[ИСХОДНЫЙ ТЕКСТ]
————————

Подходит грузин Читайшвили:
- Хо, грецкий орех! - Со скрежетом давит, доставая зерно.
Это тоже, для большинства из нас, оказалось первым
ореховым деликатесом, причем сразу в огромном количестве.
Фронт стабилизировался. Мы оборудовали огневые на окраине поселка, в котором расположился штаб бригады.
...Я дежурю на точке, на высоком месте. В низине,
километрах в 6 - 8 проходит линия фронта: слышна
стрельба и видны разрывы. Надо мною летят наши самолеты
и бомбят немецкие окопы.
За два часа, что я стоял на дежурстве, прошли четыре
группы "Бостонов" , или ЛИ-2, по 9 -12 самолетов.
Пролетели,- через пару минут там все небо в разрывах зениток,
по земле ухают бомбы.
И вот они возвращаются, я считаю - все. За два часа не был
сбит ни один самолет; причем летали без сопровождения
истребителей на небольшой высоте.Немецкой авиации не было.
...Среди местной тишины вдруг в уши врывается грохот- вой
и теплая волна метет землю. Догадываюсь: "Катюша" и вижу
уходящие, в сторону переднего края, удлиненные цилиндры
снарядов.
Через секунды -фонтаны разрывов с огненными стержнями,
море дыма и пыли заволакивает немецкие окопы.
В корпусе был дивизион Гвардейских минометов, в просторечии "Катюш". На марше я видел машины необычных форм: что-то прямоугольно-наклонное, закрытое брезентом. На этот раз "Катюши" вели огонь, находясь недалеко от наших огневых точек.
Пожалуй самый тяжелый бой, за мое время пребывания, 7-й Мех. корпус вел под Брно. Наша бригада действовала в районе города Густапече.После боя на поле стояли подбитые Т-34 и "Тигры". Наших было значительно больше. У немцев в это время танков было уже мало, но очевидно и то - против "Тигра" Т-34 - слаб.Несмотря на превосходные качества Т-34 - это был средний танк и он не мог на равных противостоять "Тигру".Наша промышленность не смогла создать качественный тяжелый танк, способный действовать паритетно с "Тигром".
В полосе действия нашей бригады было подбито несколько "Тигров". Можно было кого-то из участников боя представить к званию Героя Советского Союза. Претендентами были: Танковый полк и Артиллерийский дивизион. На самом деле, в ходе и после боя, видя результат, нельзя однозначно определить: кто и какой танк подбил.Приоритет получил Танковый полк, командиром которого был подполковник Амелин - высокий, представительный человек, коммуникабельный и авторитетный. К званию Героя представили молодого лейтенанта Миренкова- командира танкового взвода.

————————

Извлечённые данные
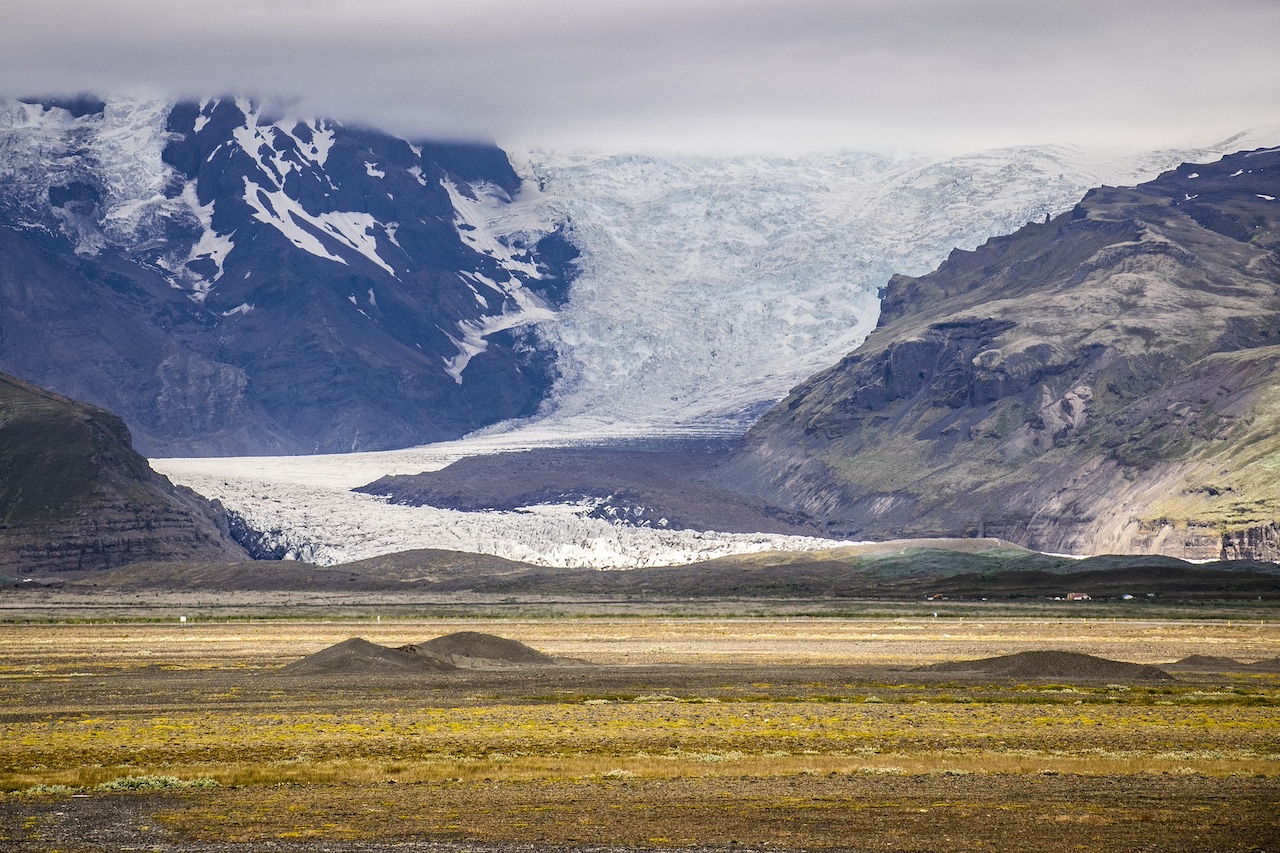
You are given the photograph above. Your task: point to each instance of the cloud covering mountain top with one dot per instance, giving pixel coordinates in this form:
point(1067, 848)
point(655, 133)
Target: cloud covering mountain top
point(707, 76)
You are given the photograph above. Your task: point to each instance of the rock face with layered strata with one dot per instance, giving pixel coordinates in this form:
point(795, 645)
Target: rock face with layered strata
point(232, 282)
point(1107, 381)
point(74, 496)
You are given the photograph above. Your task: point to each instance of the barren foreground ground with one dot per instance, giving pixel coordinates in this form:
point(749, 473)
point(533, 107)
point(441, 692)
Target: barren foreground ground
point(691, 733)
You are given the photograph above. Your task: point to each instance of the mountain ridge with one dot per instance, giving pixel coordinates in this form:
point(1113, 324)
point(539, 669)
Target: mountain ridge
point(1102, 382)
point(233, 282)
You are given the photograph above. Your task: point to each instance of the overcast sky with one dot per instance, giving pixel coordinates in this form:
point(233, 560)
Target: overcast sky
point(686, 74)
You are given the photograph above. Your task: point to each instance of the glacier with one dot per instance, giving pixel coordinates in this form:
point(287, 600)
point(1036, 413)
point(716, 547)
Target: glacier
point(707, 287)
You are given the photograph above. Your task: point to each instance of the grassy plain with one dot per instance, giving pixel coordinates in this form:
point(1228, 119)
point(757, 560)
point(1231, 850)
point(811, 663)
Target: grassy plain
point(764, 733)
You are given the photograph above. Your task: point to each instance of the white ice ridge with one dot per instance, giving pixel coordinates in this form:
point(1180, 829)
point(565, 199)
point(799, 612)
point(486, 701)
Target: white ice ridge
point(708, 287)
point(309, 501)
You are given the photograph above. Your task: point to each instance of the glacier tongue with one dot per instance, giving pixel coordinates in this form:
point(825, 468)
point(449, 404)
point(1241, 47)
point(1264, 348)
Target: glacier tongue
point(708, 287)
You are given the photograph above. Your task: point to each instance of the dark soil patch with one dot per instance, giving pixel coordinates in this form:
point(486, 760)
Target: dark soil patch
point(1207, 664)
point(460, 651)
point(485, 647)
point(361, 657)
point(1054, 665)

————————

[ЗАДАНИЯ]
[a] Перечислите все фамилии людей, которые упоминаются в воспоминаниях.
[b] Перепишите фрагмент воспоминаний, всё от «И вот они возвращаются, я» вниз до «наших огневых точек.», поменяв «истребителей» на «штурмовиков».
[c] Кого, согласно воспоминаниям, представили к званию Героя Советского Союза?

[РАЗБОР ОТВЕТОВ]
[a] Читайшвили, Амелин, Миренков.

[b]
И вот они возвращаются, я считаю - все. За два часа не был
сбит ни один самолет; причем летали без сопровождения
штурмовиков на небольшой высоте.Немецкой авиации не было.
...Среди местной тишины вдруг в уши врывается грохот- вой
и теплая волна метет землю. Догадываюсь: "Катюша" и вижу
уходящие, в сторону переднего края, удлиненные цилиндры
снарядов.
Через секунды -фонтаны разрывов с огненными стержнями,
море дыма и пыли заволакивает немецкие окопы.
В корпусе был дивизион Гвардейских минометов, в просторечии "Катюш". На марше я видел машины необычных форм: что-то прямоугольно-наклонное, закрытое брезентом. На этот раз "Катюши" вели огонь, находясь недалеко от наших огневых точек.

[c] Молодого лейтенанта Миренкова, командира танкового взвода.